Work to be completed: Convert the stretch from the line containing "Q: In the image above, where is the white wall?" through the last line of the items into a numbered list, omitting blank lines.

* BEGIN Material shown *

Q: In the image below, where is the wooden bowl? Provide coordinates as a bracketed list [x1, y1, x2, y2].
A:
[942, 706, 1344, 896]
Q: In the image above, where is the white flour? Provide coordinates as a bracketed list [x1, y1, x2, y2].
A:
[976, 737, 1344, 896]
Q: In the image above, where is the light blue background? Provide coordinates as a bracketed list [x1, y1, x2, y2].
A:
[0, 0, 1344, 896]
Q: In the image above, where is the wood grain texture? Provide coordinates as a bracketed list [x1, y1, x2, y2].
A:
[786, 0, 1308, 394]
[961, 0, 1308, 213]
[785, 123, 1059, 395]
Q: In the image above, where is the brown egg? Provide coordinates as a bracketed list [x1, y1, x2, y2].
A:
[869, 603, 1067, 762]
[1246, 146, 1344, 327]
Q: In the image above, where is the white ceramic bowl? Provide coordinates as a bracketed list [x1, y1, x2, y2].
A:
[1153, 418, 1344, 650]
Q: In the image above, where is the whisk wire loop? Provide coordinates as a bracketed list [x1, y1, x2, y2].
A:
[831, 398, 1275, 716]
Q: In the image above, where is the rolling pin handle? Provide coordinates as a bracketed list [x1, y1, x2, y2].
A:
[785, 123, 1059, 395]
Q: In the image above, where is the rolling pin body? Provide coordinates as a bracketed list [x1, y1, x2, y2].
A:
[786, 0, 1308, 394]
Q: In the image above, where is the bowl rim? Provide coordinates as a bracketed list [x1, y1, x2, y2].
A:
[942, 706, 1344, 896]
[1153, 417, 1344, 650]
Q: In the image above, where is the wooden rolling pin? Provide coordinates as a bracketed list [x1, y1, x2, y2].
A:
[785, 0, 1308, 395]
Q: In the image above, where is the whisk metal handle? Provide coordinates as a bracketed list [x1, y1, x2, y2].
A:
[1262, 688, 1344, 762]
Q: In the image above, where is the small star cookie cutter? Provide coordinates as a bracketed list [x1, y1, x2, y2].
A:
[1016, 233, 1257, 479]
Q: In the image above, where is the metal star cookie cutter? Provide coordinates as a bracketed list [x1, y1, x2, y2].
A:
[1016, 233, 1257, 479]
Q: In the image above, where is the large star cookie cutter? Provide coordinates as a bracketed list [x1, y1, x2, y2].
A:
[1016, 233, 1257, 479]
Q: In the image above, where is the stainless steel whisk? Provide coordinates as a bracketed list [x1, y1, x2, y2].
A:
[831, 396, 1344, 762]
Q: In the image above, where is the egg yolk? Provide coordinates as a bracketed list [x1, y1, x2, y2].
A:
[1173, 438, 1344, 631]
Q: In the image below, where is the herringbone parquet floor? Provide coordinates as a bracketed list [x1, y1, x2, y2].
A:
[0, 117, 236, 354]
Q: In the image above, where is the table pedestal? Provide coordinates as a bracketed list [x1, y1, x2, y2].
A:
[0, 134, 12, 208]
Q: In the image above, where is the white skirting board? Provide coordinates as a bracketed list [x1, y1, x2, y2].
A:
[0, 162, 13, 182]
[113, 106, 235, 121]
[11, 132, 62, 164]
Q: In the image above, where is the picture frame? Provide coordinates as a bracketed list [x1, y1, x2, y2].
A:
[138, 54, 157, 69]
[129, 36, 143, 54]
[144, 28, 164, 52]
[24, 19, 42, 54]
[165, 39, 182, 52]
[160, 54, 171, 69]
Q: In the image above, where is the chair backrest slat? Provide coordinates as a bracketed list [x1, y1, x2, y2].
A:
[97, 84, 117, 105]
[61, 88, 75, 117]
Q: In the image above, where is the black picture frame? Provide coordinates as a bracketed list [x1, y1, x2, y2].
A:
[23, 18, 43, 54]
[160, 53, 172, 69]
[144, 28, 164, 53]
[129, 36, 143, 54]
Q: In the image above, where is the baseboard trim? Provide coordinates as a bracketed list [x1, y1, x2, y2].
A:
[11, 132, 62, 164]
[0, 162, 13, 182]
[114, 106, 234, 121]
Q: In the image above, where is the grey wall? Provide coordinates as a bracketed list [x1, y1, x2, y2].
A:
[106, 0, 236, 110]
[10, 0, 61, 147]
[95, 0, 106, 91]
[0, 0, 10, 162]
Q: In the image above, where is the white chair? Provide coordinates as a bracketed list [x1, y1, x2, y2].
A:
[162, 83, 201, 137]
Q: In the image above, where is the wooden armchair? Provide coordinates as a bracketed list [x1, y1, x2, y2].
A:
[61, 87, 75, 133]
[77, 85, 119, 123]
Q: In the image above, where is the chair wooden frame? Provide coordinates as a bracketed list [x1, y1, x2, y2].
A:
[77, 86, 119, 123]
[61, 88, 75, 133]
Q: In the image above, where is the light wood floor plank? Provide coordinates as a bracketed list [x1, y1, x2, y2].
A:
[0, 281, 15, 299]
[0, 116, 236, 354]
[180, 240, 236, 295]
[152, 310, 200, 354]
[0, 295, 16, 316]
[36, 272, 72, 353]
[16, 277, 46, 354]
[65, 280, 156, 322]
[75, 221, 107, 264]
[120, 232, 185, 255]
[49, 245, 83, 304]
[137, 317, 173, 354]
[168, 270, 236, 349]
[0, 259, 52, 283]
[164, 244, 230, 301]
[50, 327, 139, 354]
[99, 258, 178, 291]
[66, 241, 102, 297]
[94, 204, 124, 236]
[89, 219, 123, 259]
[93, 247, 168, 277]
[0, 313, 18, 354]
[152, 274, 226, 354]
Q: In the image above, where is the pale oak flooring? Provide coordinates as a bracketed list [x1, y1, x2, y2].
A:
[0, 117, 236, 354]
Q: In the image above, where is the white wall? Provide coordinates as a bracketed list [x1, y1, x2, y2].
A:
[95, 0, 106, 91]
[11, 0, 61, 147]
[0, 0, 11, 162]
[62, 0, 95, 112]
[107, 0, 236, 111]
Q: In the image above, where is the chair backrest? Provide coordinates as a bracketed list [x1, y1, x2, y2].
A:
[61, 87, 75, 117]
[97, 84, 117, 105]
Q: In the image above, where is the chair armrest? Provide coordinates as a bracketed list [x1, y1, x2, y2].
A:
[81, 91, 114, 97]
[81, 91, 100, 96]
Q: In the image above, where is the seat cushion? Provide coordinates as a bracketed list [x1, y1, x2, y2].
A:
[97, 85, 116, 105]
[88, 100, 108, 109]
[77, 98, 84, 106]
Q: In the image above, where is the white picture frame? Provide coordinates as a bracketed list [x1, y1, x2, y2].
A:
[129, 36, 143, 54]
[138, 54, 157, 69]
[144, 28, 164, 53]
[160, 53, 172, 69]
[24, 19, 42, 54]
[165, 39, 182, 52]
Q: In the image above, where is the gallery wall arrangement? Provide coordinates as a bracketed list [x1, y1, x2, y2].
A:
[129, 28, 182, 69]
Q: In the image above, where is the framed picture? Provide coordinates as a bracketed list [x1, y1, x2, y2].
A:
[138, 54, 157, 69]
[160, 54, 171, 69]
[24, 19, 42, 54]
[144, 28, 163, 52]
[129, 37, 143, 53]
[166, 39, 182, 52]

* END Material shown *

Written reply:
1. Q: In the image above, where is the white wall? Provide coordinates as a bracketed list [x1, y1, x2, y2].
2. A:
3. [95, 0, 106, 91]
4. [11, 0, 61, 147]
5. [0, 0, 11, 162]
6. [62, 0, 95, 112]
7. [107, 0, 236, 111]
8. Q: In the image above, where is the chair backrest? Provide coordinates as a bracketed list [x1, y1, x2, y2].
9. A:
10. [61, 87, 75, 117]
11. [97, 84, 117, 105]
12. Q: In the image above, where is the chair armrest? Provide coordinates as a bracketed list [x1, y1, x2, y2].
13. A:
14. [81, 91, 114, 97]
15. [81, 91, 100, 96]
16. Q: In the image above, where is the seat cushion? Provide coordinates as a bracketed list [x1, y1, x2, y2].
17. A:
18. [97, 85, 116, 105]
19. [88, 100, 108, 109]
20. [77, 98, 84, 106]
21. Q: In the image above, where is the white picture frame? Provide coordinates as a bracketed list [x1, y1, x2, y2].
22. A:
23. [129, 36, 143, 54]
24. [138, 54, 157, 69]
25. [144, 28, 164, 53]
26. [160, 53, 172, 69]
27. [24, 19, 42, 54]
28. [165, 39, 182, 52]
29. Q: In the image above, where is the gallery wall arrangement? Provide coordinates as a bracketed list [x1, y1, x2, y2].
30. A:
31. [129, 28, 182, 69]
32. Q: In the image above, where is the framed picture? Provide coordinates as a bracketed list [x1, y1, x2, y2].
33. A:
34. [138, 54, 157, 69]
35. [160, 54, 171, 69]
36. [24, 19, 42, 54]
37. [144, 28, 163, 52]
38. [129, 37, 143, 53]
39. [166, 39, 182, 52]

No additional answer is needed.